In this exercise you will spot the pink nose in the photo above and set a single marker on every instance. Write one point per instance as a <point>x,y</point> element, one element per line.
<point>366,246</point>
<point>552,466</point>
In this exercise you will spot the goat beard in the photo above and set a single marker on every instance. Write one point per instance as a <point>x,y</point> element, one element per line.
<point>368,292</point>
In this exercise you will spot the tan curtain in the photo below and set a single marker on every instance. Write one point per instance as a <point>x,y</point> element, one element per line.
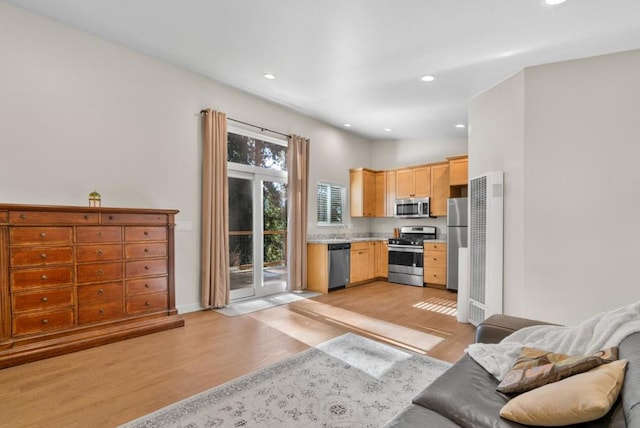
<point>215,211</point>
<point>298,166</point>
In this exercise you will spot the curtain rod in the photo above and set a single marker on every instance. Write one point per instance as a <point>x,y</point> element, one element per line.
<point>254,126</point>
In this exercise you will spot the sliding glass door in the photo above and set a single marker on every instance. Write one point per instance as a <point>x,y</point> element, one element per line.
<point>257,217</point>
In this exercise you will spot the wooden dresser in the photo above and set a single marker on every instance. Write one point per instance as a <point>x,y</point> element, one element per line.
<point>77,277</point>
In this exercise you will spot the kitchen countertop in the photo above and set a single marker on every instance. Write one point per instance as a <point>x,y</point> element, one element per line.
<point>369,239</point>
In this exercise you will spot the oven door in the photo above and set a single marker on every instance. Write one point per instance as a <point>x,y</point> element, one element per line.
<point>406,259</point>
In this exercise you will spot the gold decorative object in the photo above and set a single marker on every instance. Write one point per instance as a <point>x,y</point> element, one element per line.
<point>95,200</point>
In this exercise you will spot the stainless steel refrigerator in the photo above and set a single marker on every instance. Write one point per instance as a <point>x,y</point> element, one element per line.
<point>457,215</point>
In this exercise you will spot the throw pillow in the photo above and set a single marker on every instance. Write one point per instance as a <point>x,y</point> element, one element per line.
<point>576,399</point>
<point>535,367</point>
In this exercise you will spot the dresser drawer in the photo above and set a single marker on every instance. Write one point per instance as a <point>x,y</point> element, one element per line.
<point>435,259</point>
<point>95,234</point>
<point>435,246</point>
<point>146,268</point>
<point>134,218</point>
<point>39,217</point>
<point>99,252</point>
<point>145,234</point>
<point>147,303</point>
<point>42,322</point>
<point>106,311</point>
<point>138,251</point>
<point>35,278</point>
<point>96,272</point>
<point>435,276</point>
<point>99,293</point>
<point>40,235</point>
<point>146,285</point>
<point>42,300</point>
<point>41,256</point>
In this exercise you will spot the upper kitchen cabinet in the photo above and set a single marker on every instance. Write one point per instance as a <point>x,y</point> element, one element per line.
<point>458,167</point>
<point>413,182</point>
<point>458,175</point>
<point>439,189</point>
<point>380,208</point>
<point>363,192</point>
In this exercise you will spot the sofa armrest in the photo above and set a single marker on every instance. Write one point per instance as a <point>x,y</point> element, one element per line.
<point>497,327</point>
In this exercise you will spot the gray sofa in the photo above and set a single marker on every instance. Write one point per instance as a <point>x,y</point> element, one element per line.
<point>465,395</point>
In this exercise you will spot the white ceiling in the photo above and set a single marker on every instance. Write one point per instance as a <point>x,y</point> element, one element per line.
<point>360,61</point>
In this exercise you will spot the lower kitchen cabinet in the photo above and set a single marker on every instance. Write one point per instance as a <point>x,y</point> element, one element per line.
<point>381,259</point>
<point>435,263</point>
<point>362,261</point>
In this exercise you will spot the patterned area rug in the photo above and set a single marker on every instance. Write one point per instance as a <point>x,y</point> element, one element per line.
<point>243,307</point>
<point>349,381</point>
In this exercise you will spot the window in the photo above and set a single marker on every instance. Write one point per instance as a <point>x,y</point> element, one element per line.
<point>330,204</point>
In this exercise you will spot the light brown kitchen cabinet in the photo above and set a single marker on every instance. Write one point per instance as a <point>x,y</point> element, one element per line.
<point>362,192</point>
<point>381,260</point>
<point>318,267</point>
<point>380,209</point>
<point>439,189</point>
<point>77,277</point>
<point>458,170</point>
<point>413,182</point>
<point>391,193</point>
<point>362,262</point>
<point>435,263</point>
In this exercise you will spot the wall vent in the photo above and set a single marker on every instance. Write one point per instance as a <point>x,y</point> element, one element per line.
<point>485,246</point>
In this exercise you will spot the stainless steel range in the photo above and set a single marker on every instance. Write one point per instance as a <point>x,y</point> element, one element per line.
<point>406,255</point>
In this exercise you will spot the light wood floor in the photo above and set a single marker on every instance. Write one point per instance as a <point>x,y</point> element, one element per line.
<point>112,384</point>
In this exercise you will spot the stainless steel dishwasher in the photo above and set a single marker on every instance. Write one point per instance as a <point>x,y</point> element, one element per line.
<point>339,264</point>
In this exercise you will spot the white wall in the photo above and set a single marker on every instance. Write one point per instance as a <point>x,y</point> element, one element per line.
<point>78,113</point>
<point>579,173</point>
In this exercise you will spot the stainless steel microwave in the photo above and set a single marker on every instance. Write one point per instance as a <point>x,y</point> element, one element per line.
<point>412,208</point>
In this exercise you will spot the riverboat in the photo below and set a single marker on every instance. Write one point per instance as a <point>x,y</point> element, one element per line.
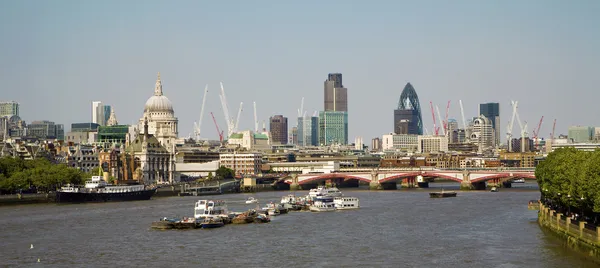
<point>210,209</point>
<point>211,223</point>
<point>324,191</point>
<point>345,202</point>
<point>442,194</point>
<point>98,190</point>
<point>323,204</point>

Brief >> Copy out every one of the entries above word for word, leaving out the pictures.

The reply >>
In this exercise you will spot the pink nose in the photo above and set a single marker on every instance. Write one point per instance as a <point>x,y</point> element, one element per line.
<point>366,246</point>
<point>552,466</point>
In this exercise you will spot the goat beard in the photo above and set a single marker on every instance. Write one point per instance as a <point>x,y</point> element, one element per line.
<point>368,292</point>
In this exercise you will spot the tan curtain in the photo below and set a single marker on every instance. Write one point per instance as a <point>x,y</point> element, one element per line.
<point>215,211</point>
<point>298,166</point>
In this exercise you will spot the curtain rod in the photo above and set a single marker on every instance. Write one point per instance as a <point>x,y</point> element, one element per line.
<point>254,126</point>
In this exercise you will spot the sliding glass door in the photo above and set a single marker on every instance. Write one point per instance as a <point>x,y</point> element, one element per line.
<point>257,217</point>
In this exercise you will spot the wooden dresser in the photo above and set a single marker on every instance. Write one point per instance as a <point>x,y</point> element, one element per line.
<point>77,277</point>
In this exercise you will spot the kitchen countertop in the photo above and set a single marker on every instance. Write one point per instance as a <point>x,y</point> element, one element per line.
<point>369,239</point>
In this exercise you will spot the oven door in the photo above and set a single marker on every instance. Write one point per instance as a <point>x,y</point> element, one element per line.
<point>406,259</point>
In this exercise you will spot the gold decorative object in the photo above and set a single marker on every instance. Write one point per instance as a <point>x,y</point> element, one element per line.
<point>95,200</point>
In this exercise you will spot the stainless steel refrigerator in the photo above and set a single marker on every instance. Write one point per instance as a <point>x,y</point> element, one element per line.
<point>457,215</point>
In this exercise you will spot the throw pillow in the photo above and set a single marker on every instance. Write one point per instance as a <point>x,y</point> element, one element per line.
<point>576,399</point>
<point>535,367</point>
In this exercise you will spot the dresser drawer in the photo above and set a single marker on every instance. Write one point per instance as a <point>x,y</point> element, one element per line.
<point>435,259</point>
<point>95,234</point>
<point>435,246</point>
<point>146,268</point>
<point>134,218</point>
<point>39,217</point>
<point>99,252</point>
<point>145,234</point>
<point>147,303</point>
<point>42,322</point>
<point>106,311</point>
<point>138,251</point>
<point>35,278</point>
<point>96,272</point>
<point>435,276</point>
<point>99,293</point>
<point>40,235</point>
<point>146,285</point>
<point>42,300</point>
<point>41,256</point>
In this exercise you will spot the upper kitchen cabinet in the photo above and set a single marker on every instance. Write one point per instance as a <point>x,y</point> element, one element per line.
<point>458,167</point>
<point>413,182</point>
<point>458,175</point>
<point>439,189</point>
<point>380,208</point>
<point>363,192</point>
In this exercise you will spot the sofa armrest in the photo above and set a single marker on every instance. Write one point per instance as a <point>x,y</point> element, one element per line.
<point>497,327</point>
In this exercise you will spot the gray sofa in the photo above and set a single marker on every instance. Write one point per instance as a <point>x,y</point> element, one element per line.
<point>465,395</point>
In this exercise you will spot the white ceiling in the photo above and set a single marker on every instance. Write one point per instance as a <point>x,y</point> element, one element per line.
<point>360,61</point>
In this exercise you will spot the lower kitchen cabinet in the photo above and set a single marker on every instance. Write one point per instance as a <point>x,y</point> element, one element per line.
<point>381,259</point>
<point>435,263</point>
<point>362,261</point>
In this exercise you will spot the patterned area rug in the photo above and set a single marker on every instance. Write one point per instance as a <point>x,y</point> element, one element per line.
<point>243,307</point>
<point>349,381</point>
In this exercise you will spot the window in the photo above and set a single marker on every instance. Write one point per instance as a <point>x,y</point> element, one element per line.
<point>330,204</point>
In this exercise you will spot the light brown kitchen cabinet in the photo above and set a single marker on every instance. Write one point per instance as a <point>x,y</point> element, one element per line.
<point>362,192</point>
<point>381,260</point>
<point>318,267</point>
<point>380,209</point>
<point>439,189</point>
<point>77,277</point>
<point>458,170</point>
<point>413,182</point>
<point>391,193</point>
<point>362,262</point>
<point>435,263</point>
In this exercise you will spot the wall vent in the photo above and set a single marker on every instance. Write one point per instance as a <point>x,y</point> element, one element per line.
<point>485,246</point>
In this exercise you will spot the stainless steel range in the photo above and set a single marker on every instance. Write one point per instance as a <point>x,y</point> element, one element per line.
<point>406,255</point>
In this exercise you will spot the light wood floor in the photo above and set a single marker on every instance. Write one point per instance as a <point>x,y</point> element, one element per line.
<point>112,384</point>
In this exercise you will spot the stainless steel dishwasher in the photo above and set a single marker on every instance. Write one point per instance as a <point>x,y</point> element, one element per line.
<point>339,264</point>
In this exercise you will spot the white wall in the photo above and set a single marker on every instance. Write one point per instance as a <point>x,y</point> element, one element per line.
<point>78,113</point>
<point>579,173</point>
In this exercise you will spot the stainless steel microwave in the photo above and set a single marker on every instance. Write one point per instance as a <point>x,y</point> element, one element per line.
<point>412,208</point>
In this exercise you will spot the riverboat in the photo below and set a single marker on every instance. Write one point per instance as a <point>x,y</point> element, one element per line.
<point>210,209</point>
<point>211,223</point>
<point>324,191</point>
<point>345,202</point>
<point>442,194</point>
<point>98,190</point>
<point>323,204</point>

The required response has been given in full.